# [REQUIRED ACTION]
Once the line with "the white suit" is found in the entries below, print it and each following line exactly, stopping after the line with "of the weathered"; print nothing else.

# [INPUT FOR THIS TASK]
****

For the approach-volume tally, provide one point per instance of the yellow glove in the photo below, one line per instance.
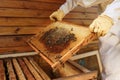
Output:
(101, 25)
(57, 15)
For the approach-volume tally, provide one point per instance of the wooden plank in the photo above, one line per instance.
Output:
(39, 69)
(18, 70)
(10, 12)
(84, 76)
(3, 56)
(84, 55)
(11, 73)
(20, 49)
(28, 5)
(27, 73)
(80, 15)
(79, 21)
(33, 71)
(14, 41)
(85, 70)
(2, 71)
(7, 12)
(24, 22)
(19, 30)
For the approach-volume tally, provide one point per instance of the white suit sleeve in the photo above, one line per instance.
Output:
(69, 5)
(113, 11)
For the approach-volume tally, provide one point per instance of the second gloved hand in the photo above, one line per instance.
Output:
(101, 25)
(57, 15)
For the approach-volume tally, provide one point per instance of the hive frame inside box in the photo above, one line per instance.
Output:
(83, 35)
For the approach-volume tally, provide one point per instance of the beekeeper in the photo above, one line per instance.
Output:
(106, 26)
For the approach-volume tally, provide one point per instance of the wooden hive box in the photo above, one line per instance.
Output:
(59, 41)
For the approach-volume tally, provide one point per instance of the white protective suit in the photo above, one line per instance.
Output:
(110, 43)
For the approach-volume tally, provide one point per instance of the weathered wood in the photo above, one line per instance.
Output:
(3, 56)
(24, 21)
(39, 69)
(18, 70)
(14, 41)
(2, 71)
(33, 71)
(80, 15)
(79, 21)
(27, 73)
(28, 5)
(85, 70)
(11, 72)
(85, 76)
(19, 30)
(15, 49)
(7, 12)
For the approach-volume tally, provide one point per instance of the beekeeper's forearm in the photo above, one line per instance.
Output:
(68, 5)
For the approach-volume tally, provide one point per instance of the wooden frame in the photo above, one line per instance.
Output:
(83, 35)
(88, 54)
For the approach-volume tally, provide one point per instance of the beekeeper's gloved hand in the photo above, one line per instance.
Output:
(101, 25)
(57, 15)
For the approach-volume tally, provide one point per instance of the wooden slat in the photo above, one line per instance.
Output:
(85, 70)
(18, 70)
(12, 75)
(2, 71)
(23, 21)
(39, 69)
(19, 30)
(80, 15)
(27, 73)
(13, 41)
(20, 49)
(29, 5)
(33, 71)
(14, 55)
(79, 21)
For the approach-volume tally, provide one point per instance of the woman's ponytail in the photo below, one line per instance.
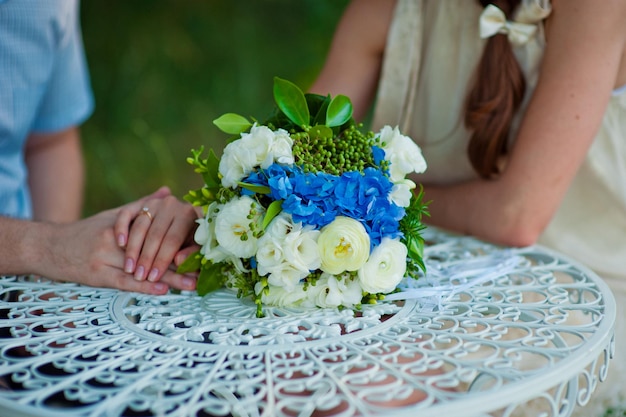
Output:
(493, 100)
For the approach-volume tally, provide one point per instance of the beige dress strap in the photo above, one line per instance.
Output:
(401, 66)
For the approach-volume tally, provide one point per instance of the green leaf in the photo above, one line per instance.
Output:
(291, 101)
(321, 131)
(273, 210)
(191, 264)
(210, 279)
(317, 107)
(232, 123)
(255, 188)
(211, 176)
(339, 111)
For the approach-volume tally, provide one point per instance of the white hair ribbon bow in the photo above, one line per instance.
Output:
(493, 21)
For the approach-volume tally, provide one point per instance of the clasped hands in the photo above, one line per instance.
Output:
(135, 247)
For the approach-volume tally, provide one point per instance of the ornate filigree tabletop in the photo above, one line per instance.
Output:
(489, 330)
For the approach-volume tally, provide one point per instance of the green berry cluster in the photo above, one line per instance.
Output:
(350, 150)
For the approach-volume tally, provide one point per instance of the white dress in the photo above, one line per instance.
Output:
(432, 50)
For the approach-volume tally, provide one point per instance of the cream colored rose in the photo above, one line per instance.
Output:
(344, 245)
(385, 268)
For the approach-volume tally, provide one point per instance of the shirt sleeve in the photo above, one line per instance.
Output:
(68, 99)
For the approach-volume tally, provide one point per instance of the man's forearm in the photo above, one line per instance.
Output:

****

# [RESPONSE TO THIS EXERCISE]
For the approach-volume tally, provide one point per instance of the white suit sleeve in the photo above, one line per instance.
Output:
(69, 5)
(113, 11)
For the approach-volume tally, provide one point per instance of the second gloved hand in the photo above, one line per instance.
Output:
(101, 25)
(57, 15)
For the approach-volume tally, provide one point per instance of the hive frame inside box in the photo above, one line per instance.
Output:
(83, 35)
For the approach-volume tally, provide one point per instance of the beekeeper in the photo above, one line per instance.
Output:
(106, 26)
For the approach-volume tally, provide one point per instance of the wooden hive box in the photo above, one line per instance.
Output:
(59, 41)
For the approach-volume tally, provide one point per instance of the white protective suit in the photo above, one line per instance.
Output:
(110, 43)
For the approach-volume tally, provide one point per instance of the weathered wood in the photo above, one line per instance.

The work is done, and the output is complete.